TASK TO CARRY OUT = Give back each line of the listing below that contains the string "positive".
· · ·
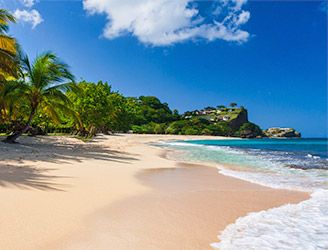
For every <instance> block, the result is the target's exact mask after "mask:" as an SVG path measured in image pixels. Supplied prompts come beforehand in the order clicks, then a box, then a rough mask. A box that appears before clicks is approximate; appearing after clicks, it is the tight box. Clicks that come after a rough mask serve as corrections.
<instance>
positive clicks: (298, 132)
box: [263, 128, 301, 138]
mask: <svg viewBox="0 0 328 250" xmlns="http://www.w3.org/2000/svg"><path fill="white" fill-rule="evenodd" d="M263 133H264V135H265V136H267V137H273V138H274V137H278V138H280V137H285V138H295V137H296V138H299V137H301V133H299V132H297V131H296V130H295V129H293V128H269V129H267V130H263Z"/></svg>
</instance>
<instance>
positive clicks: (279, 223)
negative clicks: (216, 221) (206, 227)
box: [211, 190, 328, 250]
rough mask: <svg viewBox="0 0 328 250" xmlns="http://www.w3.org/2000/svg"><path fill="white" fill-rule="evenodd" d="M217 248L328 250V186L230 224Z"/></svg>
mask: <svg viewBox="0 0 328 250" xmlns="http://www.w3.org/2000/svg"><path fill="white" fill-rule="evenodd" d="M218 238H219V240H220V242H219V243H213V244H211V246H212V247H213V249H220V250H240V249H247V250H258V249H261V250H271V249H272V250H273V249H279V250H304V249H306V250H312V249H313V250H327V249H328V190H318V191H315V192H314V193H313V194H312V195H311V198H310V199H309V200H306V201H303V202H301V203H299V204H294V205H291V204H287V205H284V206H281V207H278V208H272V209H269V210H266V211H261V212H257V213H250V214H248V215H247V216H245V217H241V218H239V219H237V220H236V222H235V223H234V224H230V225H229V226H227V227H226V228H225V229H224V230H223V231H222V233H221V234H220V235H219V236H218Z"/></svg>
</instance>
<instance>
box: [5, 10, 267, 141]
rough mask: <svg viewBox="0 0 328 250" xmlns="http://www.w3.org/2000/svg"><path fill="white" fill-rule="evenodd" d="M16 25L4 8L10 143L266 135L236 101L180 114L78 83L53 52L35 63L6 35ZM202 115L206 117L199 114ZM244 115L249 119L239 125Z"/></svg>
mask: <svg viewBox="0 0 328 250" xmlns="http://www.w3.org/2000/svg"><path fill="white" fill-rule="evenodd" d="M14 21H15V20H14V18H13V16H12V15H10V14H9V13H8V12H7V11H6V10H3V9H0V132H1V133H6V134H7V135H8V136H7V138H6V139H5V142H15V140H16V139H17V138H18V137H19V136H21V135H22V134H23V133H28V134H30V135H37V134H47V133H70V134H73V135H78V136H83V137H91V136H94V135H95V134H96V133H99V132H100V133H106V134H107V133H115V132H128V131H129V132H133V133H147V134H182V135H229V136H242V137H255V136H258V135H260V134H261V133H262V131H261V129H260V128H259V127H258V126H257V125H255V124H253V123H249V122H248V121H247V111H246V109H244V108H242V107H240V108H236V106H237V104H236V103H231V104H230V107H231V108H226V107H225V106H223V105H219V106H218V109H217V108H214V107H206V108H204V109H203V110H202V111H201V112H200V111H190V112H185V113H184V114H183V115H180V114H179V112H178V111H177V110H171V109H170V108H169V105H168V104H167V103H162V102H161V101H160V100H159V99H158V98H157V97H154V96H140V97H125V96H123V95H122V94H120V93H119V92H116V91H113V90H112V87H111V86H110V85H109V84H108V83H106V82H101V81H99V82H97V83H92V82H86V81H81V82H79V83H75V81H74V76H73V74H72V73H71V72H70V69H69V66H68V65H67V64H66V63H64V62H62V61H61V60H60V59H59V58H58V57H57V56H56V55H55V54H53V53H51V52H46V53H43V54H41V55H39V56H37V57H36V58H35V59H34V60H33V61H30V59H29V57H28V56H27V55H25V54H24V53H23V52H22V51H21V50H20V49H19V46H18V45H17V43H16V41H15V39H14V38H12V37H10V36H9V35H8V34H7V31H8V24H9V23H10V22H14ZM199 113H202V114H203V113H204V114H205V115H195V114H199ZM219 113H220V114H221V115H220V117H219V118H220V119H216V118H217V117H218V115H217V114H219ZM241 113H244V114H246V115H245V117H244V121H243V122H242V123H241V124H239V123H236V121H237V118H238V117H240V114H241ZM225 116H229V117H230V120H224V119H223V118H224V117H225ZM245 119H246V120H245ZM236 124H237V125H236Z"/></svg>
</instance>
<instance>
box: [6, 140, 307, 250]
mask: <svg viewBox="0 0 328 250" xmlns="http://www.w3.org/2000/svg"><path fill="white" fill-rule="evenodd" d="M193 138H197V137H195V136H188V137H186V136H156V135H118V136H99V137H97V138H96V139H95V140H93V141H92V142H89V143H83V142H81V141H79V140H77V139H73V138H67V137H38V138H28V137H22V138H21V140H20V142H21V143H20V144H16V145H8V144H2V143H1V144H0V211H1V212H0V249H22V250H24V249H144V250H147V249H207V248H208V247H209V244H210V243H211V242H213V241H216V235H217V234H218V233H219V230H222V229H224V227H225V226H226V225H227V224H229V223H232V222H233V221H234V220H235V219H237V218H238V217H239V216H243V215H245V214H247V213H248V212H250V211H259V210H262V209H267V208H270V207H274V206H279V205H281V204H284V203H287V202H299V201H301V200H303V199H306V198H307V197H308V195H307V194H304V193H299V192H291V191H285V190H273V189H269V188H265V187H262V186H258V185H254V184H250V183H248V182H244V181H240V180H237V179H234V178H230V177H225V176H222V175H219V174H217V171H216V169H213V168H208V167H199V166H197V167H185V166H184V167H182V168H181V169H180V168H178V169H180V170H181V171H180V170H178V171H177V172H175V170H174V171H173V172H170V171H169V172H167V171H168V169H170V168H171V169H175V168H176V167H177V164H176V162H174V161H171V160H167V159H165V158H163V157H161V155H162V154H163V150H162V149H160V148H156V147H152V146H150V145H148V144H147V143H148V142H154V141H158V140H166V139H193ZM202 138H209V137H202ZM151 169H153V170H151ZM154 169H157V170H156V171H155V170H154ZM149 171H150V172H149ZM168 173H169V174H168ZM200 177H201V178H200ZM204 210H205V211H204ZM172 232H174V233H172Z"/></svg>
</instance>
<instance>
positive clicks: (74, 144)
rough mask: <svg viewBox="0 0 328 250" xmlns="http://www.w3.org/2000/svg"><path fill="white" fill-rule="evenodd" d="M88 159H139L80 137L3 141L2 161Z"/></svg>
· · ·
ANSWER =
positive clicks: (298, 132)
positive clicks: (279, 223)
positive clicks: (74, 144)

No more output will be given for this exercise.